> _SET OF TASKS_:
[a] Please transcribe the speedy-trial opinion below from "In Barker v." up to and including "prosecution of a case.".
[b] Please write the next part of the speedy-trial opinion below, picking up right after its last sentence.

> _PASSAGE_:

Armed robbery. Richmond Superior Court. Before Judge Pierce.
Harold Thomas Treadwell was arrested on March 11, 1972, and charged with the offense of armed robbery and another felony. He was tried and convicted of the other felony and sentenced to serve seven years in the penitentiary. He has never demanded trial on the armed robbery charge because he alleges that he was informed by his appointed attorney that the charge had been dropped and did not know otherwise until he was notified that he was to be brought to trial on July 8, 1974. He filed a plea in bar in which he contended that his right to a speedy trial had been denied him under the Sixth and Fourteenth Amendments of the United States Constitution (Code 1-806, 1-815) and prayed that the armed robbery indictment be dismissed. The plea in bar was overruled by the trial court. The defendant was subsequently convicted and sentenced to serve twelve years in the penitentiary to run consecutive to his previous sentence. He enumerates as error the overruling of the plea in bar.
The defendant admits that he has not demanded a trial under the provisions of Code Ann. 27-1901.1 (Ga. L. 1952, pp. 299, 300) because he asserts that his appointed attorney had informed him that the charge of armed robbery had been "dropped."
The defendant was arrested in March, 1972, and was notified that he would be tried on July 8, 1974 (a period of about 27 months). A motion for continuance was made by him which was granted by the trial court. The defendant was tried on August 13, 1974.
In Barker v. Wingo, 407 U. S. 514 (92 SC 2182, 33 LE2d 101), the Supreme Court of the United States identified four factors which it stated the court should weigh in balancing the conduct of the prosecution and the defendant on the issue of the denial of the constitutional right to a speedy trial. These four factors are: (1) length of delay, (2) the reason for the delay, (3) the defendant's assertion of his right, and (4) prejudice to the defendant.
(1) No doubt but 27 months is a long period to delay the prosecution of a case.

> _ITEMS_:
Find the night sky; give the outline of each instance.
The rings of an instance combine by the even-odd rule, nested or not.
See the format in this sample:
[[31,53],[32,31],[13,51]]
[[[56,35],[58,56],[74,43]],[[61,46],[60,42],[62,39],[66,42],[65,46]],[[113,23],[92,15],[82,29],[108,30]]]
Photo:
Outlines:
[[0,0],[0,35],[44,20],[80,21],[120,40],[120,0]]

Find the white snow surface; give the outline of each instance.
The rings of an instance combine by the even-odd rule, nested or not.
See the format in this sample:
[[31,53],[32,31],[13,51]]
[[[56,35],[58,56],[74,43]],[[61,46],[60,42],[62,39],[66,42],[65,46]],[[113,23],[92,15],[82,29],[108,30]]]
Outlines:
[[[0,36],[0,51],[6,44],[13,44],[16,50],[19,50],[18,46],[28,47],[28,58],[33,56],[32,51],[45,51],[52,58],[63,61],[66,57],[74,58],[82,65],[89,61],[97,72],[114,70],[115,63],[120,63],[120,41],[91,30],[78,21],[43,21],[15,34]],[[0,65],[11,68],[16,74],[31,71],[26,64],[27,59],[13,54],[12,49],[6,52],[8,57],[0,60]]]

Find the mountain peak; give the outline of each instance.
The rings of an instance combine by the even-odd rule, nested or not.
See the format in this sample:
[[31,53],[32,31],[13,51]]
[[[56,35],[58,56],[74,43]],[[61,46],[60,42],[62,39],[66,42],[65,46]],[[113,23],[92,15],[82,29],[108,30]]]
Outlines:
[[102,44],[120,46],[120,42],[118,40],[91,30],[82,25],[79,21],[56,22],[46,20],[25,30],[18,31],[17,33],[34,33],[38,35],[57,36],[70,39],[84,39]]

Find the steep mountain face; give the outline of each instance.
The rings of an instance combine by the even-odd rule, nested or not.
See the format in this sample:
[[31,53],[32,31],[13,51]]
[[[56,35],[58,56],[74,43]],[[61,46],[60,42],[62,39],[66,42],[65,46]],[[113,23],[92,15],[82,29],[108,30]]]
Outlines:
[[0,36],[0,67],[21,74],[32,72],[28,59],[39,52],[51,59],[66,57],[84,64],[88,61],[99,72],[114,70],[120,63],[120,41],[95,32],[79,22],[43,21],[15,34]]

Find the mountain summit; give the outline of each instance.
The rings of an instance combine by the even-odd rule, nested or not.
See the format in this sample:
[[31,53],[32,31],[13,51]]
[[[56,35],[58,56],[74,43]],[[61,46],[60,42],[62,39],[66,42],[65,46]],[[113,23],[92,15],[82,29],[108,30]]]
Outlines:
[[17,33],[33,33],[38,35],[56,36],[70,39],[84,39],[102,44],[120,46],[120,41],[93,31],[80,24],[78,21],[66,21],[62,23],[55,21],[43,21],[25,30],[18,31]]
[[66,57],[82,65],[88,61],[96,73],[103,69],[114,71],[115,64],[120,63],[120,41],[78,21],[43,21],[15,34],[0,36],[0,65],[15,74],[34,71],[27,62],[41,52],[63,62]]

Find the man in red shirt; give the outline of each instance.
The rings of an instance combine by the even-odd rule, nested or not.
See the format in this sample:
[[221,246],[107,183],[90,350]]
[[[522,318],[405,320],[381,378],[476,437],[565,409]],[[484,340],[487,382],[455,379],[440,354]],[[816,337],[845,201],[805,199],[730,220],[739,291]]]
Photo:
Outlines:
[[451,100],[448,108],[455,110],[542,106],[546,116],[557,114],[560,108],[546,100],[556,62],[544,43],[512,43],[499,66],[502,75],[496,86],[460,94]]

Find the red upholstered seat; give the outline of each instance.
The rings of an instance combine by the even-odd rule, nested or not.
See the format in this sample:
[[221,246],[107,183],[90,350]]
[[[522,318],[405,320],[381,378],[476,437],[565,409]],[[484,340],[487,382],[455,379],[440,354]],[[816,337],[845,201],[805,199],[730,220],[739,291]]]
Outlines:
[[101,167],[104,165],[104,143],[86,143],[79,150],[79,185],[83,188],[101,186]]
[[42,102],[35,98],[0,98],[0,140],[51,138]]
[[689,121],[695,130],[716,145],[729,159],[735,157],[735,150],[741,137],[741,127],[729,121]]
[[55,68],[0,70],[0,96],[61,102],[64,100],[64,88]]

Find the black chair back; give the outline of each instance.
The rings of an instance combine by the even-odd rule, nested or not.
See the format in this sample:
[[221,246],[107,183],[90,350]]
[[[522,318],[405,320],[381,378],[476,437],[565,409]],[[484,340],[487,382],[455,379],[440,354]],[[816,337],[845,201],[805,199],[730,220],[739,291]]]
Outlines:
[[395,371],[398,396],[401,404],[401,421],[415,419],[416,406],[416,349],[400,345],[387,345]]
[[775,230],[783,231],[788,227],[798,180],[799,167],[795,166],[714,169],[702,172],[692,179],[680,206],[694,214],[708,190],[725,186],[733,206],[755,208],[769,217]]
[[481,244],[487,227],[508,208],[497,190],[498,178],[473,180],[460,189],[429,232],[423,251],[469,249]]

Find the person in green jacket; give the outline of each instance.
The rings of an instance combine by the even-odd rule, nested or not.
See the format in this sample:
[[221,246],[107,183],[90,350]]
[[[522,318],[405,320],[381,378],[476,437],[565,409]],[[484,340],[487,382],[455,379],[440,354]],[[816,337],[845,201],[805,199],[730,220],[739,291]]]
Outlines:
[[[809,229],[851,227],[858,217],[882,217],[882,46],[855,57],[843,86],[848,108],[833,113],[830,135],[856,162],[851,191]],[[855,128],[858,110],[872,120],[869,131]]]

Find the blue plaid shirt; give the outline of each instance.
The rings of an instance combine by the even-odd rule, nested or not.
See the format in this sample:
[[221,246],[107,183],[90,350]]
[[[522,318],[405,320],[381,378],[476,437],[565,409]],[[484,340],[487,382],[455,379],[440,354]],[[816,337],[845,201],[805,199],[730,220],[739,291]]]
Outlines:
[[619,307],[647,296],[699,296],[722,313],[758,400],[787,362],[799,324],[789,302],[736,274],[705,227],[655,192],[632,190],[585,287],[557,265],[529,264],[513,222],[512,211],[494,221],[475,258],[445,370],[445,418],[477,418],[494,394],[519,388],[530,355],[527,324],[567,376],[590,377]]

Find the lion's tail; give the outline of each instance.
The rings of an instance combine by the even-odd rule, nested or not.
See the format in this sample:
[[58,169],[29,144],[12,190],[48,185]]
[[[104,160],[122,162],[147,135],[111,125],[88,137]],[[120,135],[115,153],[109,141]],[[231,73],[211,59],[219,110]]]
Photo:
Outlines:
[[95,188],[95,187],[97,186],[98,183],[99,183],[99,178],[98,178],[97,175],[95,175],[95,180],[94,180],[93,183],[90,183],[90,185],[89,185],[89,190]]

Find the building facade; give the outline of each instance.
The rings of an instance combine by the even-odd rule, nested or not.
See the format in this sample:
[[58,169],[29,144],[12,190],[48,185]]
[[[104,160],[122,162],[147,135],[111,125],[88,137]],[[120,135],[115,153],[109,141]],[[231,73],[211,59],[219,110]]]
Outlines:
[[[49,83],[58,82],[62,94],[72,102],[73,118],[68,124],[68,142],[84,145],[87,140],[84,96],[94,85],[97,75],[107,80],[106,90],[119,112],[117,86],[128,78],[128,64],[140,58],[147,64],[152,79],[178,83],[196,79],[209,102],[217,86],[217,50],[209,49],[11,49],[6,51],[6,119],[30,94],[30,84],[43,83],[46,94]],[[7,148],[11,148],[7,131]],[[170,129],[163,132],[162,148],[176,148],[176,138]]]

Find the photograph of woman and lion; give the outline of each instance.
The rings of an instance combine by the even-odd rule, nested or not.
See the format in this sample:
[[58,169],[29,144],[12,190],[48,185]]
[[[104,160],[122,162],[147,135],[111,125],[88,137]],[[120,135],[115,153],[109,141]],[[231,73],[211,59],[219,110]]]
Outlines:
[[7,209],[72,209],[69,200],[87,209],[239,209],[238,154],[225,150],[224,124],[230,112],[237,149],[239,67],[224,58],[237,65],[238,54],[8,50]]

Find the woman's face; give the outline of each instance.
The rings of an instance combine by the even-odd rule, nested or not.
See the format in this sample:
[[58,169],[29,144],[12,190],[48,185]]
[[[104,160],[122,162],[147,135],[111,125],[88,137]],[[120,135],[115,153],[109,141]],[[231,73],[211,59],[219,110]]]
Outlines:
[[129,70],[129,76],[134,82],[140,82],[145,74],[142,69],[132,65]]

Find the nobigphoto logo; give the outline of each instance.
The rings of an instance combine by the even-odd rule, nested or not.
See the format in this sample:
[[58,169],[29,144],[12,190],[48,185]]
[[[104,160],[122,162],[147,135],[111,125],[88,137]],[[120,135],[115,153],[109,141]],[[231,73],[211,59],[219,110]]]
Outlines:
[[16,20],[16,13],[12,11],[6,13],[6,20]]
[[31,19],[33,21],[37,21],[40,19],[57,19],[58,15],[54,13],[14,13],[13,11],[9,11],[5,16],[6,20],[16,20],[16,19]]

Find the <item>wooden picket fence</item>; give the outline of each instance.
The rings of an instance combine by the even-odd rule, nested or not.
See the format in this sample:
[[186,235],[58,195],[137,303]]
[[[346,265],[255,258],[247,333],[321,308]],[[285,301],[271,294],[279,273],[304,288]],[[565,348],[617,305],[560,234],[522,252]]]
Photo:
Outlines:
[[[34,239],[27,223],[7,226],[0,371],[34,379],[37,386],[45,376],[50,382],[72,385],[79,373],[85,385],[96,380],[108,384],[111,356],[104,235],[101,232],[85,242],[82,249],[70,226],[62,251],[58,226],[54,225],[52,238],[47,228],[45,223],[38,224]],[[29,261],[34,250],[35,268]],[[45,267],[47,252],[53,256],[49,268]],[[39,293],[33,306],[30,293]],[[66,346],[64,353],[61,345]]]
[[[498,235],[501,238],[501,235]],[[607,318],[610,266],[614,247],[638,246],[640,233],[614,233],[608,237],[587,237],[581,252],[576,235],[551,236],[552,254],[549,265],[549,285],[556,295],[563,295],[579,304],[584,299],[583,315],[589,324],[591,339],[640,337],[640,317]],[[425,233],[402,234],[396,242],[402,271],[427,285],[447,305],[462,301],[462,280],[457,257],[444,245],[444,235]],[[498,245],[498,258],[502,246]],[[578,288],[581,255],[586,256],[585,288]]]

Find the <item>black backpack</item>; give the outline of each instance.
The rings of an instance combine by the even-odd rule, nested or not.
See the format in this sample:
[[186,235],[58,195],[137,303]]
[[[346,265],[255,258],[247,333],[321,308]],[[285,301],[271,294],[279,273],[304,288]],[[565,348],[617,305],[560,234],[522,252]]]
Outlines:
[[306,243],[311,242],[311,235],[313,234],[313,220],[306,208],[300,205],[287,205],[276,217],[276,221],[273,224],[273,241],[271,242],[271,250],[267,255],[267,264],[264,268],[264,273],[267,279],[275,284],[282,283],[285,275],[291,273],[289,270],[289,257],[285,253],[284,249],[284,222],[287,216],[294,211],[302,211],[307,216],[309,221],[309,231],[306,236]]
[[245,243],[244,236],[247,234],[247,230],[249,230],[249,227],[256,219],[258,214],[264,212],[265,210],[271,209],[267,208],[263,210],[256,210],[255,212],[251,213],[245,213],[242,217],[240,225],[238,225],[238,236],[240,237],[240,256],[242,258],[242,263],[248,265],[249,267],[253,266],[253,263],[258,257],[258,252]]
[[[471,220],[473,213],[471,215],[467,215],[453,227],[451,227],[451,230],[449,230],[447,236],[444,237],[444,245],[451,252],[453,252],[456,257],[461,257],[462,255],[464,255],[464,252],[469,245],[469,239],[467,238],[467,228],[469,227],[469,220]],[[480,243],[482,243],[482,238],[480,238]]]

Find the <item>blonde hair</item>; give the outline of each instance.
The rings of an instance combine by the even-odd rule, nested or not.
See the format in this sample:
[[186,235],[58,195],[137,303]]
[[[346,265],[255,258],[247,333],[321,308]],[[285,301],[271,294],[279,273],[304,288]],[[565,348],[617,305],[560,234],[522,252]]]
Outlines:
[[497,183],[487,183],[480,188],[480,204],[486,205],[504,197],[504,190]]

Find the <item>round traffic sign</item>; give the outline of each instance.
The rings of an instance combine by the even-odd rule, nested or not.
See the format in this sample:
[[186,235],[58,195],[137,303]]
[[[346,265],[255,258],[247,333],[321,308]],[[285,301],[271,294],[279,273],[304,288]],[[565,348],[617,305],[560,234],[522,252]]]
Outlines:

> _ANSWERS PROVIDED_:
[a]
In Barker v. Wingo, 407 U. S. 514 (92 SC 2182, 33 LE2d 101), the Supreme Court of the United States identified four factors which it stated the court should weigh in balancing the conduct of the prosecution and the defendant on the issue of the denial of the constitutional right to a speedy trial. These four factors are: (1) length of delay, (2) the reason for the delay, (3) the defendant's assertion of his right, and (4) prejudice to the defendant.
(1) No doubt but 27 months is a long period to delay the prosecution of a case.

[b]
(2) The record before us is silent on the reasons for the delay. It does not show that the state deliberately attempted to delay the trial in order to hamper the defense, nor does it show a more neutral reason for the delay such as negligence or overcrowded courts, nor a valid reason such as a missing witness. Barker v. Wingo, supra.
(3) The defendant admits that he did not assert his right to demand a speedy trial but seeks to excuse his failure to demand trial because his appointed attorney allegedly informed him that the charges had been dropped. In Barker v. Wingo, supra, the court rejected the rule that a defendant who fails to demand a speedy trial forever waives his right. There the court held that the trial court could exercise a judicial discretion based on the circumstances including due consideration of an applicable formal procedural rule. Barker held that although the primary burden is on the court and the prosecutors to assure that cases are brought to trial, a defendant has some responsibility to assert a speedy trial claim. In the Barker case the fact that Barker was prejudiced to some extent by living for over four years under a cloud of suspicion and anxiety was considered to be overshadowed by the fact that Barker himself was not anxious to go to trial. The same situation exists here, the defendant was not anxious to go to trial and took his chances on the alleged "dropped" charge statement. It does not appear that his defense was prejudiced in any way. Underhill v. State, 129 Ga. App. 65 (198 SE2d 703).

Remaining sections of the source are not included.